#### ABOUT THIS EXERCISE:
Please repeat the entries below exactly as written, leaving out any images.

[DATA SHOWN — start]

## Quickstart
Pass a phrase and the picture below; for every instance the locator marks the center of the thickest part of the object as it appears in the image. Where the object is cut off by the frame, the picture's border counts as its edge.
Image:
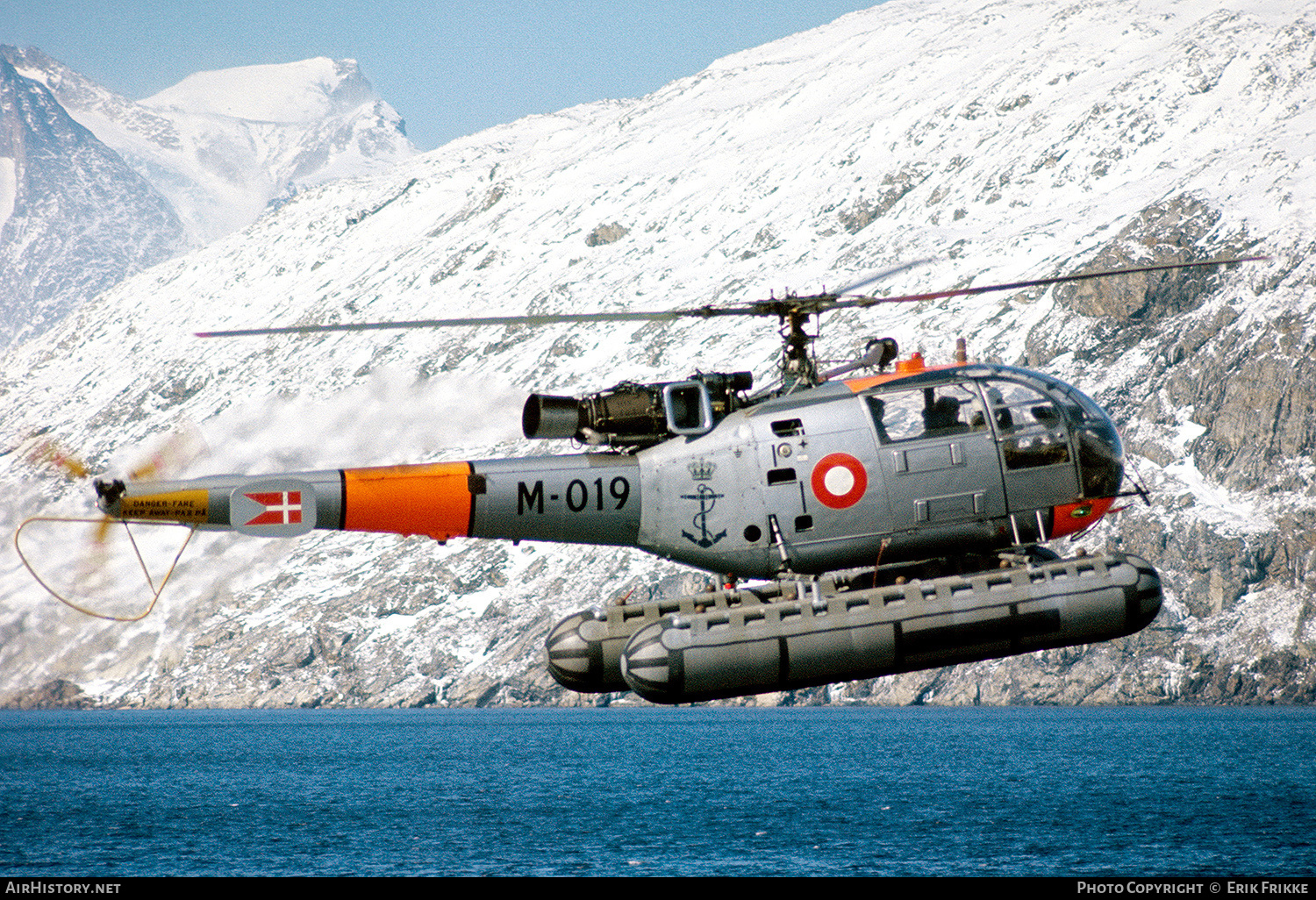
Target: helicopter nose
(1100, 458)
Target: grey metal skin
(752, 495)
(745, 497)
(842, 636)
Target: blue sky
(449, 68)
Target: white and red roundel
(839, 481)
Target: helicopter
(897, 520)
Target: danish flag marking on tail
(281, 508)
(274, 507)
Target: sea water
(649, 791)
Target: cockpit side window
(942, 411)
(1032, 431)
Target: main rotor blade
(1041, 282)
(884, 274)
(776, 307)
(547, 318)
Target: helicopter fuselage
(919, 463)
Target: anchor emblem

[DATA SHOWN — finish]

#### REPLY:
## Quickstart
Pass a phrase and the picture below; for every instance the locator marks the center of the thickest part of the object as it appears in the image. Where the object is cut off by the frame, the picture's border counts as its edge.
Image:
Target: helicopter nose
(1100, 458)
Target: grey metal skin
(752, 495)
(745, 497)
(842, 636)
Target: blue sky
(449, 68)
Target: white and red roundel
(839, 481)
Target: helicopter
(897, 520)
Target: danish flag marking on tail
(281, 508)
(274, 507)
Target: sea water
(649, 791)
Target: cockpit side window
(942, 411)
(1032, 431)
Target: main rotor blade
(1041, 282)
(884, 274)
(776, 307)
(547, 318)
Target: helicopter fuselage
(919, 463)
Target: anchor emblem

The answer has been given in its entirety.